◆ **Exercices**:
A: Répondez aux questions suivantes à partir de l'extrait du débat sur le CSM :
(i) Selon M. Hyest, qui remplaçait en pratique le Président de la République à la présidence du CSM ?
(ii) Dans l'affaire des disparues de l'Yonne, quelle instance a annulé presque toute la procédure ?
(iii) En quelle année Jacques Chirac avait-il renoncé à traiter la question du statut du parquet ?
B: Poursuivez le débat sur le CSM à partir de la dernière phrase de l'extrait.

◆ **Extrait**:
☆ ☆ ☆ ☆

M. Jean-Jacques Hyest. - Lorsque j'ai été rapporteur de la révision de 2008, les magistrats étaient vivement critiqués : ils n'étaient jamais sanctionnés, même en cas de faute grave. Le corporatisme étant une caractéristique des métiers de justice, nous avions estimé que la formation plénière du CSM devrait comprendre plus de non-magistrats que de magistrats. Le Sénat avait tenu à ce que les formations disciplinaires soient paritaires. Symboliquement, le Président de la République, qui était en pratique remplacé par le garde des sceaux, ne préside plus le CSM. Un petit changement justifie-t-il une réforme constitutionnelle ? Depuis la mise en place du nouveau Conseil, il n'y a pas eu de différence fondamentale dans la gestion et je n'ai pas entendu de nouvelles critiques.
La saisine du CSM par les justiciables a eu des résultats pour le moins modérés. A l'époque, Outreau était dans tous les esprits et, dans l'affaire des disparues de l'Yonne, le CSM avait sanctionné les magistrats du siège et du parquet, mais le Conseil d'Etat, leur véritable juge disciplinaire, avait annulé presque toute la procédure.
Je vous remercie, monsieur le Rapporteur, d'en revenir à la désignation par le Président de la République et ceux des deux assemblées. Sur les trois cinquièmes, la discussion avait été longue, car les personnalités trop tranchées risquaient d'être écartées et l'opposition d'imposer des candidats. Nous avions tenu le même raisonnement pour d'autres institutions. L'éventualité d'un blocage me gêne un peu.
Dans l'ensemble, vos propositions améliorent le texte. Reste la question la plus importante, celle du statut du parquet. Jacques Chirac y avait renoncé en 1998. Nous avons toujours défendu l'idée d'unité du corps des magistrats. Certains en déduisent que les parquetiers devraient bénéficier des mêmes garanties d'indépendance que les magistrats du siège : le débat reste posé. Nous sommes quand même dans un système d'opportunité des poursuites, ce qui change la donne. Or on oublie à chaque fois de rappeler que nous n'appliquons pas le principe de légalité des poursuites.
Notre système n'est pas si mauvais que cela, bien que la CEDH crée parfois des difficultés. Les nominations malheureuses sont exceptionnelles. A titre personnel, j'hésite beaucoup et depuis longtemps. Ce texte constitutionnel me paraît moins important que celui que vous nous présenterez rapidement tout à l'heure.
M. Thani Mohamed Soilihi. - Je félicite notre rapporteur pour la qualité de son travail comme pour l'audace dont il a fait preuve par rapport au texte initial et à celui adopté par l'Assemblée nationale. La réforme va plus loin en matière d'indépendance de la justice en renforçant les attributions du CSM.

☆ ☆ ☆ ☆

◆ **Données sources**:
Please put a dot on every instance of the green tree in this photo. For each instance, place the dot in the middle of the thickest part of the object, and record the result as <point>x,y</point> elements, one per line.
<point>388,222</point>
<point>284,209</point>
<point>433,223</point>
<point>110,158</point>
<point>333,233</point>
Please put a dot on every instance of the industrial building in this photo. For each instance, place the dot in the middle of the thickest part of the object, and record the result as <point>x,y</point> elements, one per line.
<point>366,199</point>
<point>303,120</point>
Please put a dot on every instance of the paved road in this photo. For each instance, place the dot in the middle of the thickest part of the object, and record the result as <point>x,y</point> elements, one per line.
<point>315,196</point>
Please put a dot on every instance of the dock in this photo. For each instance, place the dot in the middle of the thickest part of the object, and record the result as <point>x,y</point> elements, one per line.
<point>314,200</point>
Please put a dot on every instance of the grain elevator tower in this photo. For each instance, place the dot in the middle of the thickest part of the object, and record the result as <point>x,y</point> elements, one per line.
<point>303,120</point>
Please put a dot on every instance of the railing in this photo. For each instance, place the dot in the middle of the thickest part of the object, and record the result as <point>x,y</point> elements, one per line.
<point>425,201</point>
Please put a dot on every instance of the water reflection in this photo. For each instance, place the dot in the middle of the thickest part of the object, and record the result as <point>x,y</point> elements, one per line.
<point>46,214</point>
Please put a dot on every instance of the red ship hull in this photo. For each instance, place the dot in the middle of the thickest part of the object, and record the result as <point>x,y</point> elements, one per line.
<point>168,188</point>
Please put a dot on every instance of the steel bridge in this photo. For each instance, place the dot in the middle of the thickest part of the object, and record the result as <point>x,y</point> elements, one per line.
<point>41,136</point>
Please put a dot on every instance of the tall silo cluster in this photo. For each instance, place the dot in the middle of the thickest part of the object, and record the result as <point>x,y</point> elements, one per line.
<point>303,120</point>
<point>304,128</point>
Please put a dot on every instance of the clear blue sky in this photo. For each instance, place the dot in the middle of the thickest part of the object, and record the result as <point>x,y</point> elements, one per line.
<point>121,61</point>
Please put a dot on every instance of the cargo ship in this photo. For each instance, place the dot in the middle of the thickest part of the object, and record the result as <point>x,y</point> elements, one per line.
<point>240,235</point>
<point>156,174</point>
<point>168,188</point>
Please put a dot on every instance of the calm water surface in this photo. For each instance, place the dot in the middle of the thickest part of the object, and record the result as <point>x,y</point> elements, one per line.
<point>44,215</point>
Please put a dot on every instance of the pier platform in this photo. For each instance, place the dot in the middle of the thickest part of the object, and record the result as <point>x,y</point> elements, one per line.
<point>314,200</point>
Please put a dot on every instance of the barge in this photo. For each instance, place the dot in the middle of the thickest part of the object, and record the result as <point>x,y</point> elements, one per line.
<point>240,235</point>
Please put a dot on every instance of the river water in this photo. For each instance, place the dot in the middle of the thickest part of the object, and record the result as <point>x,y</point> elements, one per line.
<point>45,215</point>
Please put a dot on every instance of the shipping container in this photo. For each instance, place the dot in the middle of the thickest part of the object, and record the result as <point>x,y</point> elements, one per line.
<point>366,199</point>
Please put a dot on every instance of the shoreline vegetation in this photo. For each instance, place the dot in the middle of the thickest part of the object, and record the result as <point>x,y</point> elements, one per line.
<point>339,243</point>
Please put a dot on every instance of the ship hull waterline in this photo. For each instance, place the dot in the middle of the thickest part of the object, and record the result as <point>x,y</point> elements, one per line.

☆ ☆ ☆ ☆

◆ **Réponses**:
A:
(i) Le garde des sceaux.
(ii) Le Conseil d'État.
(iii) En 1998.

B:
Je rejoins la plupart de vos propositions. Oui, il faudrait aligner le statut des magistrats du parquet sur celui des magistrats du siège. Vous l'avez dit, les parquetiers prennent des décisions importantes avant même le jugement : il faut donc renforcer leur indépendance. N'allons pas trop loin pour autant, car le parquet décide de l'opportunité des poursuites, raison pour laquelle le lien avec la chancellerie reste nécessaire.
La composition paritaire du CSM me convient, surtout avec la majorité qualifiée des trois cinquièmes requise lors du vote des commissions des lois. Il est également normal que les autorités légitimes, le Président de la République, le président de l'Assemblée nationale et celui du Sénat retrouvent leur pouvoir de proposition.
En revanche, je ne suis pas certain que le premier président de la Cour de cassation doive présider la formation plénière. Compte tenu des attributions et des compétences de cette formation, il serait préférable qu'elle soit présidée par un non-magistrat.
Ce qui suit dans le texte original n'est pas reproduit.